◆ WHAT TO DO: Give the data again exactly as it appears.

*** INFORMATION PROVIDED ***

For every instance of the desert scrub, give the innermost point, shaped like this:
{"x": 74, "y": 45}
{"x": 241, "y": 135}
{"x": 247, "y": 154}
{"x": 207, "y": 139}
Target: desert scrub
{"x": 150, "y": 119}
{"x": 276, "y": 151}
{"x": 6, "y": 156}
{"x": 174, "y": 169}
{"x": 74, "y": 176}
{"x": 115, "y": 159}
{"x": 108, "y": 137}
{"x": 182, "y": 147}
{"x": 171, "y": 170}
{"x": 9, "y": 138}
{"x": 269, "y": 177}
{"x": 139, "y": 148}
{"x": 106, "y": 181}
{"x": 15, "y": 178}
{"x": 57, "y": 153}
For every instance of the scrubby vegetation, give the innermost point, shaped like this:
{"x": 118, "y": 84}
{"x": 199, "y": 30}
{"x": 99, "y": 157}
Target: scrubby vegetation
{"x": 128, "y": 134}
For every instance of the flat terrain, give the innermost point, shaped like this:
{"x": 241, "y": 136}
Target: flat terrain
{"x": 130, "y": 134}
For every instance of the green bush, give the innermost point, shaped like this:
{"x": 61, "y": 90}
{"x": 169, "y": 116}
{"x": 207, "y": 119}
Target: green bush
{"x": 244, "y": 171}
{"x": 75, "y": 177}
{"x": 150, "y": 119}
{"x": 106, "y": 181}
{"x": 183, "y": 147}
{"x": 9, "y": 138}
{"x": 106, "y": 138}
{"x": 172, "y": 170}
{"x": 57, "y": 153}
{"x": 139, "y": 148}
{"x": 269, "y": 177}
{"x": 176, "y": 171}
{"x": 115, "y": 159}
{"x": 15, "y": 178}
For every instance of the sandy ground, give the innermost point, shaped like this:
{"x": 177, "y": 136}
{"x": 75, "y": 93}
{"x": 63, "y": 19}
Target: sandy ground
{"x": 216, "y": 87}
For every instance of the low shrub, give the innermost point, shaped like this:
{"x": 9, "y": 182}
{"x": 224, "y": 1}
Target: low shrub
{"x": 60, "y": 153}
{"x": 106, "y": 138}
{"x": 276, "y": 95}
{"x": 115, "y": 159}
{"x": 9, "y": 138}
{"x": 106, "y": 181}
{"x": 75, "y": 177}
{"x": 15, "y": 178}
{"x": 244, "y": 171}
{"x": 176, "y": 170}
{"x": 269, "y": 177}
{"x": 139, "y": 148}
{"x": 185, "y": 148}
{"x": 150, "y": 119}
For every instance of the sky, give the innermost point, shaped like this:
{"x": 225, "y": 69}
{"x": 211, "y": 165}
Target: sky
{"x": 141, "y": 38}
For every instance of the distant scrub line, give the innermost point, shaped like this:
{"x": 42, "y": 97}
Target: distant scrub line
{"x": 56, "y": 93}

*** End of INFORMATION PROVIDED ***

◆ ANSWER TO THIS EXERCISE:
For every instance of the desert scrub, give the innermost point, shaped like this:
{"x": 74, "y": 45}
{"x": 241, "y": 135}
{"x": 247, "y": 154}
{"x": 207, "y": 139}
Target: desert scrub
{"x": 150, "y": 119}
{"x": 276, "y": 151}
{"x": 6, "y": 156}
{"x": 174, "y": 169}
{"x": 74, "y": 176}
{"x": 115, "y": 159}
{"x": 108, "y": 137}
{"x": 182, "y": 147}
{"x": 171, "y": 170}
{"x": 9, "y": 138}
{"x": 269, "y": 177}
{"x": 139, "y": 148}
{"x": 106, "y": 181}
{"x": 15, "y": 178}
{"x": 57, "y": 153}
For every instance of the scrubby vegetation, give the innermost point, shaped like this:
{"x": 118, "y": 84}
{"x": 199, "y": 30}
{"x": 99, "y": 157}
Target: scrubby vegetation
{"x": 128, "y": 134}
For every instance of the flat terrain, give the innermost point, shaped like this:
{"x": 241, "y": 136}
Target: flat terrain
{"x": 130, "y": 134}
For every instance of the green bush, give the innermost point, shaped like this:
{"x": 61, "y": 90}
{"x": 169, "y": 116}
{"x": 207, "y": 119}
Target: green bush
{"x": 244, "y": 171}
{"x": 75, "y": 177}
{"x": 150, "y": 119}
{"x": 106, "y": 181}
{"x": 183, "y": 147}
{"x": 9, "y": 138}
{"x": 106, "y": 138}
{"x": 172, "y": 170}
{"x": 57, "y": 153}
{"x": 139, "y": 148}
{"x": 269, "y": 177}
{"x": 176, "y": 171}
{"x": 115, "y": 159}
{"x": 15, "y": 178}
For every instance of the sandy ground, give the innermost point, shaped like this:
{"x": 177, "y": 136}
{"x": 75, "y": 93}
{"x": 63, "y": 19}
Target: sandy ground
{"x": 216, "y": 87}
For every instance of the low shrub, give the innermost point, shaped like this:
{"x": 9, "y": 182}
{"x": 224, "y": 1}
Target: low shrub
{"x": 60, "y": 153}
{"x": 106, "y": 138}
{"x": 276, "y": 95}
{"x": 115, "y": 159}
{"x": 9, "y": 138}
{"x": 106, "y": 181}
{"x": 75, "y": 177}
{"x": 15, "y": 178}
{"x": 244, "y": 171}
{"x": 176, "y": 170}
{"x": 269, "y": 177}
{"x": 139, "y": 148}
{"x": 185, "y": 148}
{"x": 150, "y": 119}
For every instance of the sky, give the innermost point, shaped like this:
{"x": 225, "y": 69}
{"x": 211, "y": 165}
Target: sky
{"x": 141, "y": 38}
For every instance of the distant scrub line, give the innermost point, shaped like this:
{"x": 42, "y": 97}
Target: distant scrub line
{"x": 56, "y": 93}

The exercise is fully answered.